- [Source records]:
========================================
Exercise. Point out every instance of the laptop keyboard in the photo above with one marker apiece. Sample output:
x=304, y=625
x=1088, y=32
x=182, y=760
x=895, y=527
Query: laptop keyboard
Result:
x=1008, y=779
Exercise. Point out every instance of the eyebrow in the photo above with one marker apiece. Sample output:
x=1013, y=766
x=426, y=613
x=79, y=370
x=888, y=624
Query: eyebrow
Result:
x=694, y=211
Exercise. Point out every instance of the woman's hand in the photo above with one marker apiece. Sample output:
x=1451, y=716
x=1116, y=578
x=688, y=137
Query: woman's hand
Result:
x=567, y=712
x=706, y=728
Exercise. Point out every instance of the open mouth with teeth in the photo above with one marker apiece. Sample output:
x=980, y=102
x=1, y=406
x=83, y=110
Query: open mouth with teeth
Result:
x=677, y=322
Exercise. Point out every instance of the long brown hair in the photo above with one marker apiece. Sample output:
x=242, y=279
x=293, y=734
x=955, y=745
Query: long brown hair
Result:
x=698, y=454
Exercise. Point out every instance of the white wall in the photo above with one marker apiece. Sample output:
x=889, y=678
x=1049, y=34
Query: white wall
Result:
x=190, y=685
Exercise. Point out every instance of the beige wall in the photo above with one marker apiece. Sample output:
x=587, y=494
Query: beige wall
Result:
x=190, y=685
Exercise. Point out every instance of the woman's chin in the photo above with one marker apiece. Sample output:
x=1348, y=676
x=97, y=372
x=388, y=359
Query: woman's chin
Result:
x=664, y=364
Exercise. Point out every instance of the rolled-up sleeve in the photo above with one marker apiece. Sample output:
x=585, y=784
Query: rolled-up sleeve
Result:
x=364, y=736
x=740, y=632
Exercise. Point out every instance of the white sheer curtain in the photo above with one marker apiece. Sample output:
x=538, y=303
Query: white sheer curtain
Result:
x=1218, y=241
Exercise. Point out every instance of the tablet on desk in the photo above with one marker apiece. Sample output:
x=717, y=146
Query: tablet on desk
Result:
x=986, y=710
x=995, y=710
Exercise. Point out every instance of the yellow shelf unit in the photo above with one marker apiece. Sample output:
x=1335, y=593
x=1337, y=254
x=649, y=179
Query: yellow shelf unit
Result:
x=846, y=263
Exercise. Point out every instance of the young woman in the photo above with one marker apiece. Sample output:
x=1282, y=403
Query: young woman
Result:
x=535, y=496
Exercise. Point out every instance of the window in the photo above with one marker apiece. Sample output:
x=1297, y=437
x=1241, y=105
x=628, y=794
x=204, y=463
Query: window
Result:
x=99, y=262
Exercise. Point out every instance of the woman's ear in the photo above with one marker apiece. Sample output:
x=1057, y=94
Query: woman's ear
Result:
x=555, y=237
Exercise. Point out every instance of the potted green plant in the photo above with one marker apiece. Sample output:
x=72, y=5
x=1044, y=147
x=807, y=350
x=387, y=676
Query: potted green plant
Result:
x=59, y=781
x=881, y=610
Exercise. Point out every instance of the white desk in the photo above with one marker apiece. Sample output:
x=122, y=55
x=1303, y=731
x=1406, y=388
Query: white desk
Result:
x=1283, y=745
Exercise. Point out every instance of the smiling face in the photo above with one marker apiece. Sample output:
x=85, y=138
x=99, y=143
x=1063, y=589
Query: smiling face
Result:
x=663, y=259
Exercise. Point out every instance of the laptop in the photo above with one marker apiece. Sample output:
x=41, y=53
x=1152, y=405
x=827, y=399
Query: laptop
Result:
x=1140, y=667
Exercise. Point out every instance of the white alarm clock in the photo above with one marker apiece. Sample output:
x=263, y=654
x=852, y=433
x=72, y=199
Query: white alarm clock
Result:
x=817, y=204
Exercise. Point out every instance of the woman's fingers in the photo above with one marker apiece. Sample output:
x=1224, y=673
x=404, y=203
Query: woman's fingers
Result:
========================================
- [Task description]: For every entry in the records above, write an exact copy.

- [Output below]:
Exercise. Point out every instance of the laptop keyboard in the photo above with one marker apiece. Sample output:
x=304, y=625
x=1088, y=32
x=182, y=760
x=895, y=527
Query: laptop keyboard
Result:
x=1008, y=779
Exercise. Point out every instance of the eyebrow in the photo above with one marker apiece. Sample output:
x=1013, y=766
x=426, y=613
x=79, y=370
x=888, y=624
Query: eyebrow
Result:
x=694, y=211
Exercise. Point out every instance of the woman's hand in the photo above with one marker apiece. Sample output:
x=1451, y=716
x=1116, y=578
x=688, y=137
Query: woman's hand
Result:
x=567, y=712
x=706, y=728
Exercise. Point out every instance of the open mouth with teeth in the photo above with one marker apiece. Sample output:
x=980, y=102
x=1, y=406
x=83, y=110
Query: open mouth with teeth
Result:
x=677, y=322
Exercise. Point out every instance of the long brown hair in the photo above with one marker apiece. Sample output:
x=242, y=279
x=293, y=734
x=955, y=745
Query: long brown hair
Result:
x=698, y=454
Exercise. Point out every instance of the white wall in the photo above with one marker apiece. Sample output:
x=889, y=678
x=1049, y=34
Query: white wall
Result:
x=190, y=685
Exercise. Point out every instance of the beige wall in the photo above with one marker apiece. Sample output:
x=587, y=494
Query: beige wall
Result:
x=190, y=685
Exercise. Point out every instance of the woman's chin in the photo above with one marker apiece. Sample output:
x=1348, y=676
x=97, y=372
x=388, y=359
Query: woman's chin
Result:
x=664, y=364
Exercise. Point out every instance of the rolled-up sleeve in the photo above with one marker apiece. Sample output:
x=585, y=784
Query: rolled-up sleeve
Result:
x=364, y=736
x=740, y=632
Exercise. Point out every instance of the white sheer curtain in the photo above with one marker apiece. Sample output:
x=538, y=303
Query: white sheer curtain
Result:
x=1218, y=241
Exercise. Point out every instance of the tablet on desk in the photo above with one marker apiece. Sample output:
x=717, y=146
Query: tablet on desk
Result:
x=986, y=710
x=995, y=710
Exercise. Point out every instance of the yellow shelf unit in the photo above with one marker apiece. Sample output:
x=1335, y=593
x=1337, y=254
x=649, y=179
Query: yellow shelf unit
Result:
x=846, y=263
Exercise. Point out every instance of the young woman in the photo above with one marker apiece. Sample output:
x=1282, y=403
Query: young woman
Result:
x=535, y=496
Exercise. Point out every instance of the window in the photo above with one marker apiece. Sample output:
x=1297, y=437
x=1241, y=105
x=628, y=794
x=204, y=463
Query: window
Result:
x=99, y=262
Exercise. Point out every instance of the woman's ear in the photo above with one marker apiece. Sample output:
x=1057, y=94
Query: woman's ear
Result:
x=555, y=237
Exercise. Point out every instance of the potted green plant in the photo above with one marker apiece. Sample output:
x=72, y=5
x=1044, y=147
x=807, y=350
x=387, y=676
Query: potted green plant
Result:
x=59, y=781
x=881, y=610
Exercise. Point out every instance of the white desk in the photo above with one marker apiece. Sample output:
x=122, y=55
x=1303, y=731
x=1406, y=388
Query: white desk
Result:
x=1283, y=745
Exercise. Point out every instance of the smiling face in the photo above with one marker apiece. Sample output:
x=85, y=138
x=99, y=143
x=1063, y=589
Query: smiling face
Result:
x=663, y=259
Exercise. Point out every instance of the laptop in the photo above with one marker apiece. Sample output:
x=41, y=53
x=1152, y=405
x=827, y=399
Query: laptop
Result:
x=1140, y=667
Exercise. Point out every instance of the white alarm clock in the photo above with one marker apiece. Sample output:
x=263, y=654
x=852, y=433
x=72, y=199
Query: white alarm clock
Result:
x=817, y=204
Exercise. Point out every instance of the woman's fingers in the photo above with one marker apiece. Sample output:
x=1224, y=673
x=404, y=203
Query: woman's fingers
Result:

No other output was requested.